◆ Source ◆
Alcoa gives govt one-week ultimatum
Industry conditions deteriorating further

By Patrick Denny
Stabroek News
August 24, 2001


The bauxite company Alcoa has asked the government to indicate by next week whether it should start winding up its operations here, President Bharrat Jagdeo disclosed yesterday.

Briefing the press at the Office of the President, he said that Alcoa's projection for the industry as a whole was uniformly bleak.

Alcoa is the government's joint venture partner in the Aroaima Bauxite Company in the Berbice River. Its reserves, according to Alcoa, are due to run out in three years and it proposed to the government earlier this year that it merge its operations with the Bermine operations at Kwakwani. It also recommended that the merged operations be the nucleus of a new company and that a debt of US$57 million, owed by Aroaima to Alcoa, be converted to equity in the new company. It also forwarded that the new company should be sold at an appropriate time to a buyer Alcoa will identify. If accepted, the proposal would mean closing down the Everton operations and the loss of 540 jobs over three years as the workforce is reduced from 940 to 400.

Alcoa had been pressuring the government for a response to its proposal by the end of May and later extended this to the end of June. It also later threatened that if it could not have a positive response to the main elements of its proposal it would need to look at alternative measures to reduce its exposure in Guyana.

At yesterday's press briefing, President Jagdeo said that the joint bauxite committee which had been looking at various proposals for resuscitating the industry will present its view to himself and PNC/R leader, Desmond Hoyte, as to how the government should proceed.

The joint bauxite committee was set up by President Jagdeo and Hoyte following criticisms of the government's intention to proceed with the proposal by Alcoa for consolidating the bauxite operations in the Berbice river.

◆ Work to complete ◆
1. Write out the stretch of the Alcoa article from "Alcoa had been" through "government should proceed.", switching "press briefing" to "news conference".
2. According to the Alcoa article, how large was the debt that Aroaima owed to Alcoa?
The rows that follow have no connection to the Alcoa article.

◆ Data supplied ◆
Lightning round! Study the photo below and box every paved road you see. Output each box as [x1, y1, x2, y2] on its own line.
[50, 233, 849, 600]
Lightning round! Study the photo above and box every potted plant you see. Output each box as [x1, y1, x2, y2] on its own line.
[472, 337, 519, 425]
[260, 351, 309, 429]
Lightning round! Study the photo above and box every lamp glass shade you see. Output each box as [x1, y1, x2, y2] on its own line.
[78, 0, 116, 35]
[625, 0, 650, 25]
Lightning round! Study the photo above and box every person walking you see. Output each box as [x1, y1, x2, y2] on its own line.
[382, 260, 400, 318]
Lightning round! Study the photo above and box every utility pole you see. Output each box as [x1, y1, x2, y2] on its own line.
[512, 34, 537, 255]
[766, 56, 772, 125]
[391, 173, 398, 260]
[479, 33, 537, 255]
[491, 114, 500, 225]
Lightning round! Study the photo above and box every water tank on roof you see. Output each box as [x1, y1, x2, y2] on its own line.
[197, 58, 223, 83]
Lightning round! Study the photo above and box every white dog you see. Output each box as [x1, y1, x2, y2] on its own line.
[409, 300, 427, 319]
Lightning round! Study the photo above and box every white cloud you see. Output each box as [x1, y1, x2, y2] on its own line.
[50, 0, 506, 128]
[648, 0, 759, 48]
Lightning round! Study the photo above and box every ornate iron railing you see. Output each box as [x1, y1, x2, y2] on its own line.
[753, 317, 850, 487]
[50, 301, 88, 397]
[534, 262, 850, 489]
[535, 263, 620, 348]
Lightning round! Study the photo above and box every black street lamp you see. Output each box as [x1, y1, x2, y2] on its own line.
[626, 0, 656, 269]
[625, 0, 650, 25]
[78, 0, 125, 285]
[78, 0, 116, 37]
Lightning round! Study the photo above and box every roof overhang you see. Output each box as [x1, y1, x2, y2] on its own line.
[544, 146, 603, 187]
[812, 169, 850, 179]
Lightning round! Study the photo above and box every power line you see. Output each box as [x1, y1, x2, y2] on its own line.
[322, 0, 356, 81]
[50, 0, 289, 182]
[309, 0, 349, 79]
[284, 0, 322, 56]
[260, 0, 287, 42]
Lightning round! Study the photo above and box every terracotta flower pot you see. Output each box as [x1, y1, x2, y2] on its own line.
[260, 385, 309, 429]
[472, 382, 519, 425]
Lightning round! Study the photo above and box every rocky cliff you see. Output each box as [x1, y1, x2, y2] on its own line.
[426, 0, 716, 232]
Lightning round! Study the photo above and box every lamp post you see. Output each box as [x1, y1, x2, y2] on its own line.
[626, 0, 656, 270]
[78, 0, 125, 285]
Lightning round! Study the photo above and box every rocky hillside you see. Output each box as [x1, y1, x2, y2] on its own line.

◆ Responses to the exercise ◆
1.
Alcoa had been pressuring the government for a response to its proposal by the end of May and later extended this to the end of June. It also later threatened that if it could not have a positive response to the main elements of its proposal it would need to look at alternative measures to reduce its exposure in Guyana.

At yesterday's news conference, President Jagdeo said that the joint bauxite committee which had been looking at various proposals for resuscitating the industry will present its view to himself and PNC/R leader, Desmond Hoyte, as to how the government should proceed.

2. US$57 million